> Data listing
· · · · ·

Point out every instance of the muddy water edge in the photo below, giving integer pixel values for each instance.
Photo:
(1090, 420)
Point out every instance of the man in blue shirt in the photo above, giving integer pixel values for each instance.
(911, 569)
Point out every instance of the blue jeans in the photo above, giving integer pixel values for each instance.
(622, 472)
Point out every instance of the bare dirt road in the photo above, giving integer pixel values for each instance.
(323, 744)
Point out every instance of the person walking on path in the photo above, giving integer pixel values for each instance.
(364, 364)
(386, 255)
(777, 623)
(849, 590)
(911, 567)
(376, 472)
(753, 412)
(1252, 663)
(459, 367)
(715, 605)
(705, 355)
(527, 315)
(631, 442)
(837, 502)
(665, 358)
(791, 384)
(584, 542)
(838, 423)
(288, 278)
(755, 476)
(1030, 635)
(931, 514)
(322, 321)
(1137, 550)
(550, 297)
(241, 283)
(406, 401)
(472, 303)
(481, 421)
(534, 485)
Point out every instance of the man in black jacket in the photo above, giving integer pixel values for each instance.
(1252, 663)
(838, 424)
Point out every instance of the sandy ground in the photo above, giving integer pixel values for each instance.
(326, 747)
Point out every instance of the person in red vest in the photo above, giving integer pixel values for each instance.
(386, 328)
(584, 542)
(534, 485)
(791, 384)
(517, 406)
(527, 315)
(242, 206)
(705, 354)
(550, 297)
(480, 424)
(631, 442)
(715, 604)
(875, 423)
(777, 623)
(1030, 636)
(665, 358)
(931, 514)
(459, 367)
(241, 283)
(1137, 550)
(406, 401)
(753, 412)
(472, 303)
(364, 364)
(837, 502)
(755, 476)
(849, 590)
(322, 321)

· · · · ·

> Directions for this task
Set all of the entries down again, exactly as they were given.

> Output below
Point out every instance of the muddy water edge in the photo below, giving integer pixel values for each instance.
Photo:
(1090, 420)
Point out every instance of the man in blue shirt in the photo above, giving integer pixel values for each instance.
(911, 569)
Point out every instance of the blue jeans in the photo above, giving integer pixel values for each instance.
(622, 472)
Point out every instance of the bare dirt road in the photo above, giving integer pixel values for each instance.
(323, 744)
Point out every instance of the person walking on path in the photo above, giving integer pixel values for each instance.
(364, 364)
(386, 255)
(777, 623)
(849, 590)
(911, 567)
(376, 472)
(753, 412)
(1252, 663)
(459, 367)
(715, 605)
(705, 355)
(527, 315)
(631, 442)
(837, 502)
(665, 358)
(791, 384)
(584, 542)
(838, 423)
(288, 278)
(755, 476)
(1030, 635)
(931, 514)
(322, 321)
(1137, 550)
(550, 297)
(241, 283)
(406, 401)
(472, 303)
(481, 421)
(534, 485)
Point out every instance of the man in black jacket in the photo above, giving integer pixel values for each instance.
(1252, 663)
(838, 424)
Point out every instance of the sandy ground in the photo above, giving integer pixel values for each instance.
(326, 747)
Point out every instance of the person in red vest in the photo above, giving integer pixel values for each instance.
(386, 328)
(584, 542)
(534, 485)
(791, 384)
(517, 406)
(527, 315)
(242, 206)
(705, 354)
(550, 297)
(480, 424)
(631, 442)
(715, 604)
(875, 423)
(777, 623)
(1030, 636)
(665, 358)
(931, 514)
(459, 367)
(241, 283)
(1137, 550)
(406, 401)
(753, 412)
(472, 303)
(364, 364)
(837, 502)
(755, 476)
(849, 590)
(322, 321)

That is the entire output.